Reproduce every line of the data below word for word, changing nothing.

_ _ _

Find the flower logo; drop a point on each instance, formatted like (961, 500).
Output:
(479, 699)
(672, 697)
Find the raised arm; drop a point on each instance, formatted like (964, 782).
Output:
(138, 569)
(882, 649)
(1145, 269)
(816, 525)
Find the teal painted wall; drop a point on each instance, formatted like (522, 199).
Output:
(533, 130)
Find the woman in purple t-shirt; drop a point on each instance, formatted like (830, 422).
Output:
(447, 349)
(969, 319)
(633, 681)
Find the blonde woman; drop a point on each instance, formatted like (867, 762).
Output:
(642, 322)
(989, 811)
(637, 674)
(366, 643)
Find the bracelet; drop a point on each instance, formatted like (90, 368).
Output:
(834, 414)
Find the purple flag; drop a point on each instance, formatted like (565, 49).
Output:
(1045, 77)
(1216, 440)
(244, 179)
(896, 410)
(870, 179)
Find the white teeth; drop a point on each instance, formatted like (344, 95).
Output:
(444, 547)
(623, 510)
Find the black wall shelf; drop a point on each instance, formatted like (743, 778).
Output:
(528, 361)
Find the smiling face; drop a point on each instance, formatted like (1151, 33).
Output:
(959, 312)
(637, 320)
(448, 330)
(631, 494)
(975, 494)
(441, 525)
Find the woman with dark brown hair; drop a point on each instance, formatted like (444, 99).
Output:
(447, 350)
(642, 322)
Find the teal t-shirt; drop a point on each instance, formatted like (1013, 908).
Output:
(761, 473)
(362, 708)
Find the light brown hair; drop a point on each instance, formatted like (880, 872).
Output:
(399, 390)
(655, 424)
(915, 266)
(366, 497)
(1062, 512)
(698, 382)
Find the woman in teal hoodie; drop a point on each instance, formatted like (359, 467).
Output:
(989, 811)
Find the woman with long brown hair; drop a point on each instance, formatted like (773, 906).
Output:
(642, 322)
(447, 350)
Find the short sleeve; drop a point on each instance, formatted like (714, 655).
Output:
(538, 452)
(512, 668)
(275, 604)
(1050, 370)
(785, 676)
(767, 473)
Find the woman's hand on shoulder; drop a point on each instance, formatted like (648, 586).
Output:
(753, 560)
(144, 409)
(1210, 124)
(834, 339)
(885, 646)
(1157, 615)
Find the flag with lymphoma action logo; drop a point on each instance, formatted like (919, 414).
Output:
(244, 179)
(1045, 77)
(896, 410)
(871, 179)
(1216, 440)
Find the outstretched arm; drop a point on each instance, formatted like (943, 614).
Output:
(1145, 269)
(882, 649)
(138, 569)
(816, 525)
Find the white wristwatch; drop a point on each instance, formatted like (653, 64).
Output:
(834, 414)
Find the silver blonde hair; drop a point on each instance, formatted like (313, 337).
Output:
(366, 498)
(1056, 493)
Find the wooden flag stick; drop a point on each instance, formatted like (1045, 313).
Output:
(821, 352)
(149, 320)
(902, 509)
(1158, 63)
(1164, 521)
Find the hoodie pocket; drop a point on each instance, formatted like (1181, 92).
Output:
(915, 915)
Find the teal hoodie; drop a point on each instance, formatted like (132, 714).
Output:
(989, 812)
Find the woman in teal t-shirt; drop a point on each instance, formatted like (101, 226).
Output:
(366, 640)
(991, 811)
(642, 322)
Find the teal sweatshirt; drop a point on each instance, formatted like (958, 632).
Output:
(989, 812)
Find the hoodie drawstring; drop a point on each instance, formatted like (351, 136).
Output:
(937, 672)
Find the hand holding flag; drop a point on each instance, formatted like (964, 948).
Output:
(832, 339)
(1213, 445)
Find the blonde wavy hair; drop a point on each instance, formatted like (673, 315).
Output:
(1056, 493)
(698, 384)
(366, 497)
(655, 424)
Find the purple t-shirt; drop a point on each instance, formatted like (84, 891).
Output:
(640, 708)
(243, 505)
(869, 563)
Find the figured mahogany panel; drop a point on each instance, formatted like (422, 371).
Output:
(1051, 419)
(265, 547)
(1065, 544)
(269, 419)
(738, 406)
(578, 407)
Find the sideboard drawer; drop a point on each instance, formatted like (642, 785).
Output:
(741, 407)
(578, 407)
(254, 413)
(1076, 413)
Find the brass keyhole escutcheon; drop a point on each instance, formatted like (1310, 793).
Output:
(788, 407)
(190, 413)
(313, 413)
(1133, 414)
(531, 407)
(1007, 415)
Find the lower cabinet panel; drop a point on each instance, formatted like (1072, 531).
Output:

_ _ _

■ **Problem solution**:
Find the flower logo; drop a point on each instance, formatted like (961, 500).
Output:
(479, 699)
(672, 697)
Find the raised arm; drop a point on each instance, formatted like (964, 782).
Output:
(138, 569)
(882, 649)
(1145, 269)
(816, 525)
Find the teal painted wall; drop a point on each instance, formatted like (522, 199).
Output:
(533, 130)
Find the woman in purple t-shirt; drop a point on each instance, formatted like (830, 422).
Output:
(447, 349)
(969, 319)
(633, 681)
Find the blonde woman; drop a point on each instance, formatted like (867, 762).
Output:
(642, 322)
(989, 811)
(637, 674)
(366, 643)
Find the bracelet; drop a point on each instance, formatted like (90, 368).
Output:
(834, 414)
Find the purple flag; drop a point on each instance, formatted like (565, 49).
Output:
(1045, 77)
(1216, 440)
(244, 179)
(896, 410)
(870, 179)
Find the white teeth; drop a point on each instance, formatted like (344, 95).
Output:
(444, 547)
(623, 510)
Find the black wall shelf; drop a point on each instance, formatted like (743, 778).
Output:
(528, 361)
Find the smiling face; drop a point on each instance, formatted like (1151, 33).
Output:
(959, 312)
(637, 320)
(448, 330)
(631, 494)
(975, 494)
(441, 525)
Find the woman with dark brown hair; drop a point on each instance, formatted like (444, 99).
Output:
(447, 350)
(642, 322)
Find the teal t-shirt; drop a point on each instance, formatted like (1013, 908).
Output:
(761, 473)
(362, 708)
Find the light brown hair; drop a point on each instance, formatted like (880, 872).
Output:
(399, 390)
(655, 424)
(915, 266)
(366, 497)
(1062, 512)
(698, 382)
Find the woman in teal hoodie; drop a point on each instance, formatted like (359, 467).
Output:
(989, 811)
Find the woman with long brown hair; drop a point on each instance, formatted like (773, 906).
Output:
(642, 322)
(447, 350)
Find the short sleeve; drop a point on each instance, formatted like (714, 655).
Output:
(538, 452)
(512, 668)
(275, 604)
(1050, 370)
(785, 676)
(767, 473)
Find the woman's hand on shoulder; drop a point on each instance, formatted like (648, 586).
Output:
(753, 560)
(144, 409)
(1210, 124)
(834, 339)
(885, 646)
(1157, 615)
Find the flag with lymphoma action logo; drop a point on each instance, formatted like (919, 414).
Output:
(244, 179)
(1045, 77)
(896, 410)
(871, 179)
(1216, 440)
Find the outstretched arm; drop a point on each instance, formatted like (943, 614).
Output:
(1145, 269)
(882, 649)
(138, 569)
(816, 525)
Find the white wristwatch; drop a point on each instance, formatted like (653, 64).
Output:
(834, 414)
Find the silver blonde hair; drop a point on each instance, formatted like (313, 337).
Output:
(366, 498)
(1056, 493)
Find the wooden flag stick; drop a point on each instance, formatted like (1045, 313).
Output:
(821, 352)
(149, 320)
(902, 509)
(1158, 63)
(1164, 521)
Find the hoodie pocket; drop a point on each instance, formatted like (1181, 92).
Output:
(915, 915)
Find the teal hoodie; drop a point on each instance, formatted like (132, 714).
Output:
(989, 812)
Find the woman in teal t-shirt; drop a point on each instance, formatted like (101, 226).
Output:
(366, 640)
(991, 811)
(642, 322)
Find the teal sweatshirt; drop a point on each instance, formatted like (958, 632).
Output:
(989, 812)
Find the hoodie drawstring; drop a point on each instance, formatted like (351, 136).
Output:
(937, 672)
Find the hand holding flag; drop a point on each instance, formatted like (964, 948).
Output:
(832, 339)
(1213, 445)
Find the blonde wavy hair; drop a point on each instance, formatted like (673, 315).
Output:
(1056, 493)
(698, 384)
(366, 497)
(655, 424)
Find the purple t-shirt; drop a point on each instance, formatted like (84, 891).
Output:
(640, 708)
(243, 505)
(869, 563)
Find the figured mahogany panel; drop a point on each instance, formatted like (422, 371).
Output:
(1051, 419)
(265, 547)
(1065, 544)
(269, 419)
(738, 406)
(578, 407)
Find the sideboard drawer; drop a point on each instance, formatted like (642, 785).
Output:
(741, 407)
(578, 407)
(254, 413)
(1076, 413)
Find the brass keyhole escutcheon; drop a point on each instance, formatted like (1310, 793).
Output:
(788, 407)
(190, 413)
(313, 413)
(1133, 414)
(531, 407)
(1007, 415)
Find the lower cabinet panel; drop a point on each instance, formatted like (1072, 531).
Output:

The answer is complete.